● WHAT YOU NEED TO DO
The lines to extract begin at the one containing "Question. Indicate the white spirea" and run to the end of the listing; set them down exactly and alone.

● GIVEN RECORDS
——————

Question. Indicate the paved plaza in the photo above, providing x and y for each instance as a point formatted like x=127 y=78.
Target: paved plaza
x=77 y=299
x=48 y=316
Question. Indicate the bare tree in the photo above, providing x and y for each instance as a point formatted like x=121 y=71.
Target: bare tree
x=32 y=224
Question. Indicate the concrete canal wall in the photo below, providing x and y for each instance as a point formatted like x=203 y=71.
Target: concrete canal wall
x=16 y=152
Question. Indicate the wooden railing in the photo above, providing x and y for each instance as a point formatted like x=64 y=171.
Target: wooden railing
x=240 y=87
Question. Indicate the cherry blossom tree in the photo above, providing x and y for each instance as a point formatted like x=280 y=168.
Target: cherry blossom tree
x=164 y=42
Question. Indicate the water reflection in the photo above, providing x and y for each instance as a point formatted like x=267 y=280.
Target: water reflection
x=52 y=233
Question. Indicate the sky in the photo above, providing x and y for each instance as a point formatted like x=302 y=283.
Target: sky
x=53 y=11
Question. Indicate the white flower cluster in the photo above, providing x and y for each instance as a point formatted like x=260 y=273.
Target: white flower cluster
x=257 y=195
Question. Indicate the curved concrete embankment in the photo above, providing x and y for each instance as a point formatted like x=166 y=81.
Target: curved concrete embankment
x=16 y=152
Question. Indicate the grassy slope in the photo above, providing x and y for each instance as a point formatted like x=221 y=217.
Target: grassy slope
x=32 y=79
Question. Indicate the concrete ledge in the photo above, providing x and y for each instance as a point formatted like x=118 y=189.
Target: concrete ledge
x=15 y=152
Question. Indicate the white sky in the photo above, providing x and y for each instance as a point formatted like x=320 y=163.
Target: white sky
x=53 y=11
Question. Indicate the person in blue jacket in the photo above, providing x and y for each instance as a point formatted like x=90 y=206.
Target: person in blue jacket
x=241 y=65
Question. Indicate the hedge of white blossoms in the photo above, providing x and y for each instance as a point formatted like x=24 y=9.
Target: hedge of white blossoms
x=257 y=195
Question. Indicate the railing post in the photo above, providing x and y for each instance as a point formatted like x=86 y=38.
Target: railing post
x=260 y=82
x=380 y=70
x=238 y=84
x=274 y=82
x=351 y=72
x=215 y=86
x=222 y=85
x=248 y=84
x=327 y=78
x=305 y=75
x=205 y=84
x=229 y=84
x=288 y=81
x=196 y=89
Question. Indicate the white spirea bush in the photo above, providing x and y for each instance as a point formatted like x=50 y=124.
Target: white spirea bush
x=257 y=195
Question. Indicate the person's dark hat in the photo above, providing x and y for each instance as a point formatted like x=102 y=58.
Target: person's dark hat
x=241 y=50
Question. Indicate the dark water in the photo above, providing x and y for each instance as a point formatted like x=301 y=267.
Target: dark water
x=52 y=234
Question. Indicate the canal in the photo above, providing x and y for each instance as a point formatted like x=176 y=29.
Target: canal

——————

● REPLY TO THE EXERCISE
Question. Indicate the white spirea bush in the photo above, providing x and y for each instance as a point formatted like x=50 y=124.
Target: white spirea bush
x=257 y=195
Question. Indicate the person's dark hat in the photo above, providing x and y for each instance as a point formatted like x=102 y=58.
Target: person's dark hat
x=241 y=50
Question. Indicate the dark water in the photo above, providing x and y for each instance as a point formatted like x=301 y=267.
Target: dark water
x=52 y=234
Question. Indicate the canal in the photo above, providing x and y for each instance as a point formatted like x=176 y=29.
Target: canal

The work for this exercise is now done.